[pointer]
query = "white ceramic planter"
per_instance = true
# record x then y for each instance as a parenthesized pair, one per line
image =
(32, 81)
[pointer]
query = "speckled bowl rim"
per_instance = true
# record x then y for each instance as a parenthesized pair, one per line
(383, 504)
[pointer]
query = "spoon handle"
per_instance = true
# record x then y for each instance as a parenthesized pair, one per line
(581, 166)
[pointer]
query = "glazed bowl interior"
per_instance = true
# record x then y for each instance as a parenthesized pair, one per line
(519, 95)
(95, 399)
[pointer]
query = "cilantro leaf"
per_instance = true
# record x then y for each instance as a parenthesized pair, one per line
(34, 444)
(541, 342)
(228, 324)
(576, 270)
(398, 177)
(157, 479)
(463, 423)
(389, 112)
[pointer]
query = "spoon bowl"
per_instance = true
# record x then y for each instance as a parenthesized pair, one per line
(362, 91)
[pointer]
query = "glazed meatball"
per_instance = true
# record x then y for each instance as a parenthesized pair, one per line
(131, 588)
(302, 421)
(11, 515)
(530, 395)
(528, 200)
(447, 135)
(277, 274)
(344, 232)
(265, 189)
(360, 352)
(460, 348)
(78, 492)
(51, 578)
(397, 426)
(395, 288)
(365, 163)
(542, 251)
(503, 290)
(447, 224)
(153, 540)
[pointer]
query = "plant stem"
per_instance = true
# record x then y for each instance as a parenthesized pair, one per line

☆ ☆ ☆ ☆

Return all lines in the data that include the word "bowl".

#### [SOLUTION TO THIS EXERCISE]
query = "speckled bowl rim"
query = "glazed bowl interior"
query = "spoon bowl"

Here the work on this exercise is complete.